Work to complete ▸
a - Answer these questions using the math problem below.
(i) On what interval is the function f defined?
(ii) What does choice B state?
(iii) Which choice letter does the math problem give as the answer?
b - Quote the math problem below, from "Consider the function" up to and including "Answer: (D)".

Text block ▸
+---+
Question

Consider the function $f :[\frac{1}{2},1]$⇢R defined by $f(x)=4\sqrt2x^3-3\sqrt2x-1$.Consider the statements
(1)The curve y=f(x) intersect the x-axis exactly at one point
(2)The curve y=f(x) intersect the x-axis at $x=cos\frac{\pi}{12}$
Then

• A. Only (II) is correct
• B. Both (I) and (II) are incorrect
• C. Only (I) is correct
• D. Both (I) and (II) are correct

Answer 1

Answer: (D)
+---+
Raw data ▸

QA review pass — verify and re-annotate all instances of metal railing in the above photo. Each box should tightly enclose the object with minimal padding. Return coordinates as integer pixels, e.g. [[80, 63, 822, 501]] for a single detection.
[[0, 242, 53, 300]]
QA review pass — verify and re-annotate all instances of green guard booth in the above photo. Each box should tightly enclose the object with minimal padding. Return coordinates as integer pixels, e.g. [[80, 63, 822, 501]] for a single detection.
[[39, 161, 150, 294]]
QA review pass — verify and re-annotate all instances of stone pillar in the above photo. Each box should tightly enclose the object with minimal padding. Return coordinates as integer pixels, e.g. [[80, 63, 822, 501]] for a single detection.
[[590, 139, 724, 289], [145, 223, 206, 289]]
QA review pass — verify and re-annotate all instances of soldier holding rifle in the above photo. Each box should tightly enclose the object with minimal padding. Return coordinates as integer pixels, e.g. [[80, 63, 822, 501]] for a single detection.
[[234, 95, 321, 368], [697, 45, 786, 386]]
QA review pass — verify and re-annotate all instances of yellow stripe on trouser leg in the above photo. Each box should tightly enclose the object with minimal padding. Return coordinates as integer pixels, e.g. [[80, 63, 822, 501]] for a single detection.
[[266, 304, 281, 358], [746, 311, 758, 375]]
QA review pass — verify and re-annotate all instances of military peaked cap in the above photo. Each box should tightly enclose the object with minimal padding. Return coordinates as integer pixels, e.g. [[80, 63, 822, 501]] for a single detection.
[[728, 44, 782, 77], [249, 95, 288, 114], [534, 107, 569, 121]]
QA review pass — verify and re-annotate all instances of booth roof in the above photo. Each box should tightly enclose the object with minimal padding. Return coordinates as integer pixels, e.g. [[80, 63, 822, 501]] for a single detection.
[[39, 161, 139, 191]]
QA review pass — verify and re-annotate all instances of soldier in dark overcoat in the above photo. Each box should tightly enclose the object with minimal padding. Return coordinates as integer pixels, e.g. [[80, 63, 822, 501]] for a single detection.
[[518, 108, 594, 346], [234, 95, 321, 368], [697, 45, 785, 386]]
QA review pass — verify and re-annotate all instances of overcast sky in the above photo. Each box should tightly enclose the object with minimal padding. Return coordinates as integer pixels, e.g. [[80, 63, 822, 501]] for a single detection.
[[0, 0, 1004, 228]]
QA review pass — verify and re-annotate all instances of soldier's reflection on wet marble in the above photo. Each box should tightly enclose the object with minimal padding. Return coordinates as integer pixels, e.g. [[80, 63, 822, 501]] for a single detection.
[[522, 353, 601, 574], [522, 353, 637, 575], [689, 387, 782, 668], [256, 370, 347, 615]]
+---+
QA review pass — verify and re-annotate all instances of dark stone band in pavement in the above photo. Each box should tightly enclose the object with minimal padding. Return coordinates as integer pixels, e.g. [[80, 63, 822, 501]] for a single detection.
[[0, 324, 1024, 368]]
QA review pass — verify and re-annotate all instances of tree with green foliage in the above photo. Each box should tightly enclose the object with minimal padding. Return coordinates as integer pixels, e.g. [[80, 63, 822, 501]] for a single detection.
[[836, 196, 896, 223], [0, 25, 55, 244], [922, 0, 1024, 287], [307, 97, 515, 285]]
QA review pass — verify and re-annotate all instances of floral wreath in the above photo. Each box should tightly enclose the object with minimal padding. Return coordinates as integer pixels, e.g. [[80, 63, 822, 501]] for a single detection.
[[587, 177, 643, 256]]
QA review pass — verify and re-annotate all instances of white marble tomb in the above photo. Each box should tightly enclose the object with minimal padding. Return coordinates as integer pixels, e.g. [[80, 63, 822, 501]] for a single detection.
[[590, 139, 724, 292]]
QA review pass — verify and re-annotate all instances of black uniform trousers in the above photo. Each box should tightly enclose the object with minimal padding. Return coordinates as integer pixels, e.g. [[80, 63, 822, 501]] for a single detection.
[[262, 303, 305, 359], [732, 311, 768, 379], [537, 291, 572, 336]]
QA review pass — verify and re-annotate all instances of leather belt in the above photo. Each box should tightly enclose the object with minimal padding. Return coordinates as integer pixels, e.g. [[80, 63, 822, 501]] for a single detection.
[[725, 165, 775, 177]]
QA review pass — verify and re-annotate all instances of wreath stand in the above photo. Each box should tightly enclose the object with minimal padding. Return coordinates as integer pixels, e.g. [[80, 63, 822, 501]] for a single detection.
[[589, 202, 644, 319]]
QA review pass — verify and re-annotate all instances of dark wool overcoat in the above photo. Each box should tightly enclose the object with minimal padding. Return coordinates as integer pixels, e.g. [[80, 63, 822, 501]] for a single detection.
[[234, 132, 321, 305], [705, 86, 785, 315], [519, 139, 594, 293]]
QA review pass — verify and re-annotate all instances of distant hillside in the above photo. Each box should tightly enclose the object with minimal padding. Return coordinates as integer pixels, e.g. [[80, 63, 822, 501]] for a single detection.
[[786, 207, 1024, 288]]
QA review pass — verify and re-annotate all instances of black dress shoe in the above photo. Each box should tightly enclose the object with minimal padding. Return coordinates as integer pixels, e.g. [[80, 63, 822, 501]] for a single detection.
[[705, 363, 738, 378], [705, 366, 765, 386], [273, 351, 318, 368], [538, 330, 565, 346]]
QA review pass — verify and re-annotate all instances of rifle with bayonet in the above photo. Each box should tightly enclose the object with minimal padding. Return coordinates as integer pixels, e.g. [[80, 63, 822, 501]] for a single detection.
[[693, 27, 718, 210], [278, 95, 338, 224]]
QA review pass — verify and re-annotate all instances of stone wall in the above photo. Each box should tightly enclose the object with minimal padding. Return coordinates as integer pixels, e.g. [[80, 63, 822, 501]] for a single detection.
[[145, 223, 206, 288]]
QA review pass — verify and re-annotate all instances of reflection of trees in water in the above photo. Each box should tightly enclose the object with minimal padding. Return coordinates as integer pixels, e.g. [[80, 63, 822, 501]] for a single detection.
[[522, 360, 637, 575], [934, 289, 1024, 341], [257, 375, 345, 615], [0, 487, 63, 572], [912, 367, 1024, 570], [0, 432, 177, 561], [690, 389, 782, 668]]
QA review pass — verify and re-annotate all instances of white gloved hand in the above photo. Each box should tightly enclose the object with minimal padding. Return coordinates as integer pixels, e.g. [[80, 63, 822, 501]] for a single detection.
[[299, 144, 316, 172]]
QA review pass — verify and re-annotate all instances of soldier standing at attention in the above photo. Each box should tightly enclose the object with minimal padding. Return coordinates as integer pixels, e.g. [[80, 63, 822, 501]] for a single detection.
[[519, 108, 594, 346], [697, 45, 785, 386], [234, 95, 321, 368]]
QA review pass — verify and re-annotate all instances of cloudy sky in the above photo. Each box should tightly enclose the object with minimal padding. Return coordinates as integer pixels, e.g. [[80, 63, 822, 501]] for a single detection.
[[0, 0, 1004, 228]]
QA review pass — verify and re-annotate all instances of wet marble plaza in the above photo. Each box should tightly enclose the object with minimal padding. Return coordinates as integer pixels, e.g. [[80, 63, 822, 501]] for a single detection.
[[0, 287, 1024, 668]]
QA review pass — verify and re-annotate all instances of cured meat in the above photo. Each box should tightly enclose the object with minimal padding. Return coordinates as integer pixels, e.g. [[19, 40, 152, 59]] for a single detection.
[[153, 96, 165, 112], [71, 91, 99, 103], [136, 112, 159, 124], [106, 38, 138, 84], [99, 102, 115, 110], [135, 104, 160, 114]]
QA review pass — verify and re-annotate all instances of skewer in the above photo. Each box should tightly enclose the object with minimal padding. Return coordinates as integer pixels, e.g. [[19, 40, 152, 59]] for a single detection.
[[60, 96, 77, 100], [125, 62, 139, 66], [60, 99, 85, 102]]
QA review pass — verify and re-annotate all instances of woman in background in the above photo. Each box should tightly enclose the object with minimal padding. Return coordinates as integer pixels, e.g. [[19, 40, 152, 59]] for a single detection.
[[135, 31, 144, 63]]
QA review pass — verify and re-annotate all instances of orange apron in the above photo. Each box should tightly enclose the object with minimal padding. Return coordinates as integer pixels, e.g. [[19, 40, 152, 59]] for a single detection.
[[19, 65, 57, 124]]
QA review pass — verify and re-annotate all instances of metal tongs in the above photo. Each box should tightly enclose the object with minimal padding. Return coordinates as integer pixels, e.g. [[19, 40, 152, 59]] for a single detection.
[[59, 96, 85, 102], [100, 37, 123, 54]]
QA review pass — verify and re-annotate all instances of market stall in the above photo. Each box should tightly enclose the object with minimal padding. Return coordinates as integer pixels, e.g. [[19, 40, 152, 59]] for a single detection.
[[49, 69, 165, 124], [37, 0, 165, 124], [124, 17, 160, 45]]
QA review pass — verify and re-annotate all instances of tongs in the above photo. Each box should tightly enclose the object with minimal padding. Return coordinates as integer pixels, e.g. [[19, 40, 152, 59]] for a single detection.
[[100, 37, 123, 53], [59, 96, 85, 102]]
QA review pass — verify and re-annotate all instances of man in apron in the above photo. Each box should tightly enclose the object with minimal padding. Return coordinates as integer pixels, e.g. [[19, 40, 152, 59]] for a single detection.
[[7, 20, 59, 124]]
+---+
Task solutions ▸
a -
(i) The closed interval from 1/2 to 1.
(ii) Both (I) and (II) are incorrect.
(iii) D

b -
Consider the function $f :[\frac{1}{2},1]$⇢R defined by $f(x)=4\sqrt2x^3-3\sqrt2x-1$.Consider the statements
(1)The curve y=f(x) intersect the x-axis exactly at one point
(2)The curve y=f(x) intersect the x-axis at $x=cos\frac{\pi}{12}$
Then

• A. Only (II) is correct
• B. Both (I) and (II) are incorrect
• C. Only (I) is correct
• D. Both (I) and (II) are correct

Answer 1

Answer: (D)